#### Excerpted data

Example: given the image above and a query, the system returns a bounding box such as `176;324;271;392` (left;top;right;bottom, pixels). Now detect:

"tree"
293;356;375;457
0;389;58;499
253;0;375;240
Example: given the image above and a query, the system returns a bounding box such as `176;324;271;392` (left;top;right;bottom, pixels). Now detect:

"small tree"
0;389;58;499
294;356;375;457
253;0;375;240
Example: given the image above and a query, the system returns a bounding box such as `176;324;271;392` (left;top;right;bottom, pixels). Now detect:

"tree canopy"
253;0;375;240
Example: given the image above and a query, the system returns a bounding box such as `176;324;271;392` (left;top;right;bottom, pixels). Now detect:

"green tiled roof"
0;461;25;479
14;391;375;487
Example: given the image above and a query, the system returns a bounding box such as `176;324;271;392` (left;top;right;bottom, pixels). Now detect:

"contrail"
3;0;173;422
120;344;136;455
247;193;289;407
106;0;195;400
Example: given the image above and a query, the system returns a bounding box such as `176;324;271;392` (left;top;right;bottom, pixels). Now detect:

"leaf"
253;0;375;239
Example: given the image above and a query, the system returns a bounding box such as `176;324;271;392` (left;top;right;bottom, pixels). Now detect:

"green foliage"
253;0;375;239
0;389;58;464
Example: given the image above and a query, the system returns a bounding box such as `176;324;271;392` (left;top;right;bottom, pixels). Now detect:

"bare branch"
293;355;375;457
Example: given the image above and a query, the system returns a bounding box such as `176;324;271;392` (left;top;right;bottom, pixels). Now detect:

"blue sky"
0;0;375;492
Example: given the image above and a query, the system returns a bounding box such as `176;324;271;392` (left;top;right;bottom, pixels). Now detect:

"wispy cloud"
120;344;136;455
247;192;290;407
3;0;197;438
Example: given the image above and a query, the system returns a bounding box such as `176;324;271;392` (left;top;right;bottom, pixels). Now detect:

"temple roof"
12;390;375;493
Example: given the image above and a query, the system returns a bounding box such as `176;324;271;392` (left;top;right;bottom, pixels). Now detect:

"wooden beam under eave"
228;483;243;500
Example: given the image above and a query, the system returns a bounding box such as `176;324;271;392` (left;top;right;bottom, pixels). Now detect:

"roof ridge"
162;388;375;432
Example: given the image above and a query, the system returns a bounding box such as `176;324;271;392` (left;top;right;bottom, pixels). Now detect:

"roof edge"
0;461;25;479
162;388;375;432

#### Request
Report how many of the lines above contain the string "roof", treating uppercase and lowercase as different. Give only the number.

#### Complete answer
4